* start PAGE *

The Deutsches Fotoinstitut (DFI) is a national institution for photography currently being established in Düsseldorf, Germany. Its mission is to serve as a central platform for photographic culture by collaborating with archives, museums, and educational institutions in Germany and abroad. Its core mandate includes the preservation, research, and public engagement with photographic heritage.

The project is a joint initiative of the German federal government and the state of North Rhine-Westphalia, which together have allocated approximately €86 million in funding as of 2022. It has also received support from internationally renowned artists such as Cindy Sherman, Jeff Wall, Jan Dibbets, and Christopher Williams. The DFI is scheduled to begin operations in 2026, with its purpose-built facilities expected to be completed by 2031.

== Concept and mandate ==
According to the 2025 report of the founding commission, the Deutsches Fotoinstitut (DFI) is designed as a central hub and aggregator for a decentralized network of institutions, archives, and museums. The institute will provide a shared analog and digital infrastructure to support long-term strategies for conservation, digitization, and public access, with the goal of ensuring the longevity of photographic works and knowledge across Germany and internationally. A further focus is on the materiality of photographic objects, ensuring that both their physical and digital forms are preserved, researched, and understood within broader conservation and scholarship strategies.

* end PAGE *

* EXERCISE TASK 1 *
In the passage on the Deutsches Fotoinstitut, what year is the institute set to begin operations?
The passage and the rows have nothing to do with each other.

* start TASK DATA *

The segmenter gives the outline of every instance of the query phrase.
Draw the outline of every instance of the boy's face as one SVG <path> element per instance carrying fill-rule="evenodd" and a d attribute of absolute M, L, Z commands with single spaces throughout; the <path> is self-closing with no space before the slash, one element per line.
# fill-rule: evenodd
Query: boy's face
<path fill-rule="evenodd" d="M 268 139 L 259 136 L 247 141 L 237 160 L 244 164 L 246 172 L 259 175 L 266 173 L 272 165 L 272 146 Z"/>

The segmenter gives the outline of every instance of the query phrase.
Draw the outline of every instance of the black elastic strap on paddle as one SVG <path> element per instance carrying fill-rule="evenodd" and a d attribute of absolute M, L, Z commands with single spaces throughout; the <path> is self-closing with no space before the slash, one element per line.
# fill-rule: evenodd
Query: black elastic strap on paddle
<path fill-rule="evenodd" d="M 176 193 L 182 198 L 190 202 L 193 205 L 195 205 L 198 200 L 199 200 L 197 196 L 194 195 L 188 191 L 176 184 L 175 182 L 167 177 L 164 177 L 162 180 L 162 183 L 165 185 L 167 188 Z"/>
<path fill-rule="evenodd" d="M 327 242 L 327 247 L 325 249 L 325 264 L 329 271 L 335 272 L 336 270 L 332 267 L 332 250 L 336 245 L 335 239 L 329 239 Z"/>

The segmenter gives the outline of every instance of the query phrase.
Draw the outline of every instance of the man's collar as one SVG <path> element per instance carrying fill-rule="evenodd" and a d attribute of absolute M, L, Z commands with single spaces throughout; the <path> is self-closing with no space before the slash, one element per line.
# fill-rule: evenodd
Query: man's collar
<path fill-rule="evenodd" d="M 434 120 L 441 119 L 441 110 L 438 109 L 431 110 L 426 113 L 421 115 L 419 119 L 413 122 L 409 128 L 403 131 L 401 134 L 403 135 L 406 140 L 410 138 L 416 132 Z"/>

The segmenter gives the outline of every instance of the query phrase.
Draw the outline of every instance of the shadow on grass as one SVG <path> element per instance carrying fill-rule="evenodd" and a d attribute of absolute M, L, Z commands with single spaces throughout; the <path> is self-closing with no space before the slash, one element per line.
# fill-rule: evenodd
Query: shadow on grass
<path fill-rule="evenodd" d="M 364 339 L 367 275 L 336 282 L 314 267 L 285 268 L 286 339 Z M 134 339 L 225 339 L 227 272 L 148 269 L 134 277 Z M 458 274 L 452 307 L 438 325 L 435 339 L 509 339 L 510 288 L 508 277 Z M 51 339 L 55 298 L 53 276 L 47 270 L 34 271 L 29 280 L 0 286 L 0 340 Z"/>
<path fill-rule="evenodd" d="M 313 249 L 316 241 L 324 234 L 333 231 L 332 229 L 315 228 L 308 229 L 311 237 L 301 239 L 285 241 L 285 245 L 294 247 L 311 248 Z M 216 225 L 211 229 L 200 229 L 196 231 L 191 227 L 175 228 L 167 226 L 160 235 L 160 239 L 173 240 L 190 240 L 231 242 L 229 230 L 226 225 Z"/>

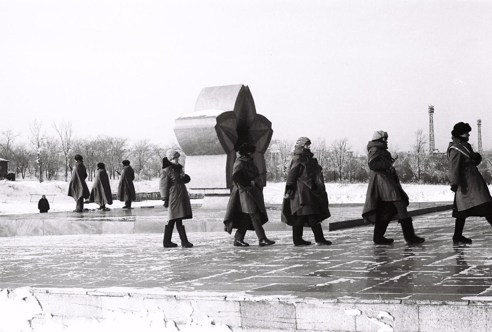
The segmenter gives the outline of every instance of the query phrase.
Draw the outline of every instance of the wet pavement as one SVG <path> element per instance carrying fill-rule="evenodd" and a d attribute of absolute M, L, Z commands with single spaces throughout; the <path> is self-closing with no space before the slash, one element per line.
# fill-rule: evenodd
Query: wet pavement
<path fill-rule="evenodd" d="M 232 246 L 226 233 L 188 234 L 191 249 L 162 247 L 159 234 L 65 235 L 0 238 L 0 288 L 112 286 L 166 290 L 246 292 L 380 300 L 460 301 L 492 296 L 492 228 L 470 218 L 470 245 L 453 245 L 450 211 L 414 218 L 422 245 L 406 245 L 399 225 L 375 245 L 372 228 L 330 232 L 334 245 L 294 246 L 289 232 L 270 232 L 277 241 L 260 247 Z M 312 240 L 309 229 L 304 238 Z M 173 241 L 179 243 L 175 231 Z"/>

* end TASK DATA *
* start TASK DATA *

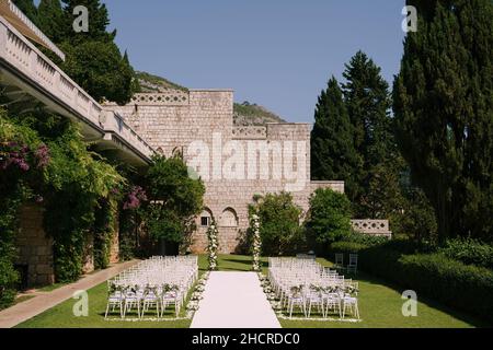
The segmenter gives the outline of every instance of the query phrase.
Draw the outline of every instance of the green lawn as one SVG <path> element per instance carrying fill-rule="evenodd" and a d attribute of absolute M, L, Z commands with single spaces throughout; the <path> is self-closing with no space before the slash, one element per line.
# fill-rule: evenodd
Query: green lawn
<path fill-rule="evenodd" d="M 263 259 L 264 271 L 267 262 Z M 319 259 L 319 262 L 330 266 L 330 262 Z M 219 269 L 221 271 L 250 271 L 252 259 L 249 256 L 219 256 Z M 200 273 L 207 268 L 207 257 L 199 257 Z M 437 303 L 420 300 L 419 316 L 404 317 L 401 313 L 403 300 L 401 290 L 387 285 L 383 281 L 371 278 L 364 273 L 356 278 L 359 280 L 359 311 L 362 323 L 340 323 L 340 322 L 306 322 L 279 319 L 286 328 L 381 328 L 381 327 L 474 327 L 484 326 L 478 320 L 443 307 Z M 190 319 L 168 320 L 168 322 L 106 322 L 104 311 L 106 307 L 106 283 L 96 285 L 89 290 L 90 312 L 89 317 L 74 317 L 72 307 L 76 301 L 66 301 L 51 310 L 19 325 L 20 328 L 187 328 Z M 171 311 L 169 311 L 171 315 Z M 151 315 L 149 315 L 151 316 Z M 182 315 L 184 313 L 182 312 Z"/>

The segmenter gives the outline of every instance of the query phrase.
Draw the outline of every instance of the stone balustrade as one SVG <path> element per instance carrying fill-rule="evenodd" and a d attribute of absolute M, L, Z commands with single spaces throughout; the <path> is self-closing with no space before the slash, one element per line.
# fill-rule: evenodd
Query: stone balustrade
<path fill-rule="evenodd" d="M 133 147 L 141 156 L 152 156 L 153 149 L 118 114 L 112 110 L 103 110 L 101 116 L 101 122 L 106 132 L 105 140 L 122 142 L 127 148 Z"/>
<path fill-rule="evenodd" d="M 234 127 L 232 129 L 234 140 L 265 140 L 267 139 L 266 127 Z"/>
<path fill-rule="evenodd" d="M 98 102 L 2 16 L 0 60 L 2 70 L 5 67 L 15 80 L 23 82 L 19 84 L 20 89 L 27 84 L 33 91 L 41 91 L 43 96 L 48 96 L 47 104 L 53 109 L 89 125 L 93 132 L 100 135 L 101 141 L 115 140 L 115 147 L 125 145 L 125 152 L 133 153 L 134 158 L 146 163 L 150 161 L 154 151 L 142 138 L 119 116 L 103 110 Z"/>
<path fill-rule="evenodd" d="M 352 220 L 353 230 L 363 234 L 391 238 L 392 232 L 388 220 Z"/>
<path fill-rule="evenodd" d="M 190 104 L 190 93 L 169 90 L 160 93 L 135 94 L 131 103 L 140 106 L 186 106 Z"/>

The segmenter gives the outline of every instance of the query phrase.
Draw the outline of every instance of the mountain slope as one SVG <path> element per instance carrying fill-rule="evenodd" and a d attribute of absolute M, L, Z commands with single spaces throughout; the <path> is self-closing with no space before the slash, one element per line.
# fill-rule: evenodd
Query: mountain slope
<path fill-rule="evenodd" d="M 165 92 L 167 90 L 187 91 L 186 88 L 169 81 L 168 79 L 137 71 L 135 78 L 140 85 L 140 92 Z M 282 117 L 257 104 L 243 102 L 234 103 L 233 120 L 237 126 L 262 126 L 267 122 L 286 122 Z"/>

* end TASK DATA *

* EXERCISE TASK 2 *
Count the lines of the rows that contain the string "shadow" and give only the number.

* PROBLEM SOLUTION 1 *
2026

* PROBLEM SOLUTION 2 *
2